- **Excerpted passage**

⟨

The federal gift tax rates and estate tax rates have been and will remain the same under current law. Unless the repeal of the estate tax actually takes place, one can transfer more assets with lower gift and estate tax consequences through lifetime gifts than with testamentary gifts (bequests through a will). This is due, in part, to the fact that the dollars used to pay the estate tax—but not the gift tax—are themselves part of the estate and are therefore taxed. By contrast, dollars used to pay the gift tax during one’s lifetime are generally not subject to gift or estate tax.
Additionally, during one’s lifetime, one can take advantage of the annual gift tax exclusion that is not available to a testamentary gift. During your lifetime, you can make gifts of property that will appreciate and/or produce income. Keeping this appreciation and future income out of one’s estate lowers the estate tax consequences on the transferred property. Finally, gifts made in payment of the donee’s qualified medical or tuition expenses are excluded from gift tax, regardless of the amount of the payment, if made directly to the medical or educational instituion.
With the possible repeal of the estate tax, one must also give greater consideration to lifetime gifts versus testamentary gifts. One must also consider the effect of capital gains tax on the gift, a tax that may now be greater than the estate tax. There is no step-up in basis for lifetime gifts. If the estate tax is repealed in 2010, as scheduled under existing law, the step-up in basis on testamentary transfers will be limited. (Remember that under current law, however, the estate tax will be repealed for one year only—2010.)
When appreciated property is transferred by gift, the recipient’s "cost" (basis) of the property is the same as that of the donor (even though the recipient didn’t pay anything for the property). This means that the recipient must declare any gains as taxable income when he or she sells the property in the future. When property is transferred due to the death of the donor, the recipient receives a basis in the property at its current value, which was used to compute the value in the gross estate. This is called step-up in basis. If the recipient sold the property immediately for the current value, there would be no capital gains for income taxes. Note that if the current law remains unchanged and the estate tax is repealed for one year in 2010, there will be a modification of step-up in basis, too. The income tax basis of property owned by a person at death will no longer be permitted an unlimited "step up" to its fair market value on the day he died. Instead, a basis step-up of only $1.3 million will be given, with an additional $3.0 million in step-up allowed on property passing to a surviving spouse.

⟩

- **Data shown**
⟨

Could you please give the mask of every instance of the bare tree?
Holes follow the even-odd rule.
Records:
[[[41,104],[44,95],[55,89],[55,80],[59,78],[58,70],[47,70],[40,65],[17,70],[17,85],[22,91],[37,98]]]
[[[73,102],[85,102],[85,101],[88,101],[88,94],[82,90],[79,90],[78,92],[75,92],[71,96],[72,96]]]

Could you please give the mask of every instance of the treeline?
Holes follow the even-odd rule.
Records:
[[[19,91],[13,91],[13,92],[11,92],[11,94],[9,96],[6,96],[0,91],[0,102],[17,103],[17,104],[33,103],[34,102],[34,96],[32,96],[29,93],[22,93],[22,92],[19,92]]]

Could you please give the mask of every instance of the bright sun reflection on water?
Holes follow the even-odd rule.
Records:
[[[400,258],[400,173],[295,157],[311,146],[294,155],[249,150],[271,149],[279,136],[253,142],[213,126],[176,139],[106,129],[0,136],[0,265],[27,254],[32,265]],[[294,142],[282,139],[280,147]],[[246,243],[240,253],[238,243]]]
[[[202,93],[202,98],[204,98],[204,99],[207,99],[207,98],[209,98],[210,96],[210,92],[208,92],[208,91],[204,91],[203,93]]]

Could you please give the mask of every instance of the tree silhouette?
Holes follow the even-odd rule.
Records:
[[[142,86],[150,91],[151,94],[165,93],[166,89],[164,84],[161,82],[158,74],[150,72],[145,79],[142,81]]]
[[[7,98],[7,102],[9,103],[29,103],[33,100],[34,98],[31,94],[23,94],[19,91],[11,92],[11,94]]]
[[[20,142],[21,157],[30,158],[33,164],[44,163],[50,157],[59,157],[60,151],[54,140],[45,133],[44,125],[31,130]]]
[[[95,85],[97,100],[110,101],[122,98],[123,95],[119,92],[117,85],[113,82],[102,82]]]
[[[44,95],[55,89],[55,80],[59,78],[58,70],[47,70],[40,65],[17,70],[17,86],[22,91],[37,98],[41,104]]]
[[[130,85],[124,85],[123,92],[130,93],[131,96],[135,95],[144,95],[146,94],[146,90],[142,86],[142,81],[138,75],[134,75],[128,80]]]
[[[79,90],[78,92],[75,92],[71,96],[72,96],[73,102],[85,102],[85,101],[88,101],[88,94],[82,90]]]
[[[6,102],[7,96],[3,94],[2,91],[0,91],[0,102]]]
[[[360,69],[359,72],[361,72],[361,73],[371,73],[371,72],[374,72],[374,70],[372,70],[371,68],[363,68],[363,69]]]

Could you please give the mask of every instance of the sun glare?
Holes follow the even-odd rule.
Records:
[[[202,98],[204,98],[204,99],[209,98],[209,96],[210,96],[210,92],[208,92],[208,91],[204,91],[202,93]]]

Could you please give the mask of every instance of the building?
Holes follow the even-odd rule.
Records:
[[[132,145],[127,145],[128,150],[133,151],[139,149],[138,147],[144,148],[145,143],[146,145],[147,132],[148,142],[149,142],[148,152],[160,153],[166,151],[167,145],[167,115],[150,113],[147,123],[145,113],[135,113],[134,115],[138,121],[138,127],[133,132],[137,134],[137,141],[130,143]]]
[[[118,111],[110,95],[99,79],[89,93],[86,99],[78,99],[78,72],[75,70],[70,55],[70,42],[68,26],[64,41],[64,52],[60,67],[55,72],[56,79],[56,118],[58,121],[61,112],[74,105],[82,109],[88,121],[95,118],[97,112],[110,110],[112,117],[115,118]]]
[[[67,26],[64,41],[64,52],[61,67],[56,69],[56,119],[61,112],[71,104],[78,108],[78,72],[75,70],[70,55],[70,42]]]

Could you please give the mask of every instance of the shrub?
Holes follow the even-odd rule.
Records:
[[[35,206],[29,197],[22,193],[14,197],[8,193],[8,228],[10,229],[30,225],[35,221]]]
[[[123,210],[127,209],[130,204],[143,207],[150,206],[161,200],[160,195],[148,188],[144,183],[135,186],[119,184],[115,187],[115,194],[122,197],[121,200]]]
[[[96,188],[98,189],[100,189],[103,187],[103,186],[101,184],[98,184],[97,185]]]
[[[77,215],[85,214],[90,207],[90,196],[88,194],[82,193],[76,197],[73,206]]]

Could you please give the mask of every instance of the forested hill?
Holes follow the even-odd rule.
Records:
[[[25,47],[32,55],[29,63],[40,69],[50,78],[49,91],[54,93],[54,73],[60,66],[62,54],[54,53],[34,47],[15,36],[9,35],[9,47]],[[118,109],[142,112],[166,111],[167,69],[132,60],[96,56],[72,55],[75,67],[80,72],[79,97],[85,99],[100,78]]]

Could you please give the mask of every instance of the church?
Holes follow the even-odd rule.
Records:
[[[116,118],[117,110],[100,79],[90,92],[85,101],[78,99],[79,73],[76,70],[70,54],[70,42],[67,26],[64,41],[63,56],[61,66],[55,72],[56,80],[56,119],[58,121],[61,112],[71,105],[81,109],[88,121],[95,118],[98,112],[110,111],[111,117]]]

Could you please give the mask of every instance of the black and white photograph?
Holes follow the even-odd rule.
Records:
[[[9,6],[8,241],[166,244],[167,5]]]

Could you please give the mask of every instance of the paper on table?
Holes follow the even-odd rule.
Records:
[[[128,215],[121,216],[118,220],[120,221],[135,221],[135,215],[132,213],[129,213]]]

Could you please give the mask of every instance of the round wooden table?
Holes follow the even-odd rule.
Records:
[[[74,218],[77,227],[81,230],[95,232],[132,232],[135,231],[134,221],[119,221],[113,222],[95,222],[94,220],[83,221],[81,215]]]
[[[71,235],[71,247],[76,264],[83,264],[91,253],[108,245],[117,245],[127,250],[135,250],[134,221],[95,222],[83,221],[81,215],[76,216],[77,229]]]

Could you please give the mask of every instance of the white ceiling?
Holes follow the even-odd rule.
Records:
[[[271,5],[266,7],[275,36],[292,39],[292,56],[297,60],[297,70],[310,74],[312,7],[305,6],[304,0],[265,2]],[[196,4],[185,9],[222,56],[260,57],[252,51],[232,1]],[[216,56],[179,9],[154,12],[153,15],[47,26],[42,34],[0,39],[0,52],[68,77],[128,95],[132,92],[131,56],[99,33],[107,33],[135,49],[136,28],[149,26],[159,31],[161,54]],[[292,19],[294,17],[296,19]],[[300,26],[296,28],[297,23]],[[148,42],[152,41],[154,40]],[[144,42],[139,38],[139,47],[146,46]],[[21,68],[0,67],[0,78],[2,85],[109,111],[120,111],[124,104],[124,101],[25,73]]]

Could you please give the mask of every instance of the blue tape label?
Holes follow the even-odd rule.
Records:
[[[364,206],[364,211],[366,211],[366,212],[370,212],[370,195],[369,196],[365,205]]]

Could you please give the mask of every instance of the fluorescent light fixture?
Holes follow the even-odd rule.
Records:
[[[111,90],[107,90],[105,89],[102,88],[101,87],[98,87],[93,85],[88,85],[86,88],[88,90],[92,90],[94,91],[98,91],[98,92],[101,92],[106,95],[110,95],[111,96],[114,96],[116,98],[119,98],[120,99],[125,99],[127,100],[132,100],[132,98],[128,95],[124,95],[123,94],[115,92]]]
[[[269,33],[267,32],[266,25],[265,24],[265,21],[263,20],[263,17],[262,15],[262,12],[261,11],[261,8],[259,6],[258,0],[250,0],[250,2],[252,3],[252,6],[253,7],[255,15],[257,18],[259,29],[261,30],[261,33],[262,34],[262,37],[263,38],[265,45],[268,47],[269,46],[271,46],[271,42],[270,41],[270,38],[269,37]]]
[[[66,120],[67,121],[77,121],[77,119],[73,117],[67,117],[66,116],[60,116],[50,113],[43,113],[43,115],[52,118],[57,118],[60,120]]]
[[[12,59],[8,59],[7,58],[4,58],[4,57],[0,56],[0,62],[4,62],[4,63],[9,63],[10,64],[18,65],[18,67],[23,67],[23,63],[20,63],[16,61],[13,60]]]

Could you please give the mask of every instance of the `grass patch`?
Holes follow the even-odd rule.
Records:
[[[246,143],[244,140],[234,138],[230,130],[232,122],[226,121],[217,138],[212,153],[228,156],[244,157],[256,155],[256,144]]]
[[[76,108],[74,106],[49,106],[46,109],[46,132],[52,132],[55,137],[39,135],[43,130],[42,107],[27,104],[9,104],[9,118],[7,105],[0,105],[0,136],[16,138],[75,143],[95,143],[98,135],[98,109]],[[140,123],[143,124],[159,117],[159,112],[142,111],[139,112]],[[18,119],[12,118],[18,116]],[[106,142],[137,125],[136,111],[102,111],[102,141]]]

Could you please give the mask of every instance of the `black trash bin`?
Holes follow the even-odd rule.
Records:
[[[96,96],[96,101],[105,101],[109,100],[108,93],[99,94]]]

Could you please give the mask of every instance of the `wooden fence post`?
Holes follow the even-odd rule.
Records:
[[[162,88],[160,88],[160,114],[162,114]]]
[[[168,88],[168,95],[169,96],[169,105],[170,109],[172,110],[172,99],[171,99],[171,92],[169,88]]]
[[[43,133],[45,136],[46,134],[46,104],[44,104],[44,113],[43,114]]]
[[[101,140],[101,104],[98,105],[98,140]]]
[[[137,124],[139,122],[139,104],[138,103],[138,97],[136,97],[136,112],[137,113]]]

⟩

- **Questions**
[1] According to the passage on gift and estate taxes, why can lifetime gifts move more assets at a lower tax cost than bequests through a will? Answer in one to three sentences.
[2] Answer these questions from the passage on gift and estate taxes, marking your answers (a), (b) and (c):
(a) How must a payment for a donee's qualified medical or tuition expenses be made to be excluded from gift tax?
(b) Under current law, for how long will the estate tax be repealed?
(c) If the estate tax is repealed in 2010, how much basis step-up will be given, and how much more is allowed on property passing to a surviving spouse?
[3] Extend the passage on gift and estate taxes, picking up after its last sentence.

- **Answers by item number**
[1] The dollars used to pay the estate tax are themselves part of the estate, so they are taxed too. Dollars used to pay the gift tax during one's lifetime are generally not subject to gift or estate tax.

[2]
(a) It must be made directly to the medical or educational institution.
(b) For one year only, 2010.
(c) A step-up of $1.3 million, with an additional $3.0 million allowed on property passing to a surviving spouse.

[3]
Example 1: Dad gives Junior 1,000 shares of stock in a corporation. (There are no federal income tax consequences to Junior unless and until he sells for a gain.) Junior sells it the next year at the market price of $60 per share, for a total to him of $60,000. Dad had paid only $50 per share two years ago. What is Junior’s gain? In reality, Junior has "gained" $60,000 he did not have before. But he takes Dad’s basis of $50,000 (the price Dad paid), so Junior’s income taxable gain will be only $10,000 ($60,000 – $50,000.) This, of course, would have been Dad’s true profit had he kept the stock himself and sold it.
The basis of inherited property, however, which the beneficiary will use to calculate taxable gain if he or she sells, takes a "step up" to the fair market value of the property on the date of the estate owner’s death. So, if the beneficiary sold the inherited property immediately for its fair market value, there would be little or no taxable gain. It was, therefore, possible to completely protect a lifetime of appreciation in value from capital gains income taxation. The 2001 law put a limit on the basis "step-up" benefit, as we will see after the following example, which remains valid:
Example 2: In 1994, Dad bought 1,000 shares of stock in XYZ Co. for $1 per share, for a total of $1,000. His tax basis is simply the price paid. Assume he dies and leaves the stock to Junior in 2009, when it is valued at $75 per share, for a total of $75,000. This becomes Junior’s basis in the stock. It has been stepped up, and Junior will recognize no income taxable gain if he sells at that price. Nice!!
Persons contemplating a gift of property that has already appreciated significantly in value might take issue with the above general observations. Their argument might be, "Sure, if I give this stock away now, my child will lose the benefit of the step-up in basis, and will have to pay more income tax when the property is sold. But that tax will probably be at the relatively low rate for capital gains. On the other hand, if I hold onto the property until death, my child gets the (eventual) income tax advantage of the basis step-up—but the property remains part of my estate. And IF we assume my estate will be large enough to be hit with estate tax, that tax begins at a rate twice as high as my child’s capital gains rate."
The 2001 Tax Relief Act makes it difficult to determine exactly which type of transfers will be more tax efficient.
To get it right, one would also have to know in which year one was going to die.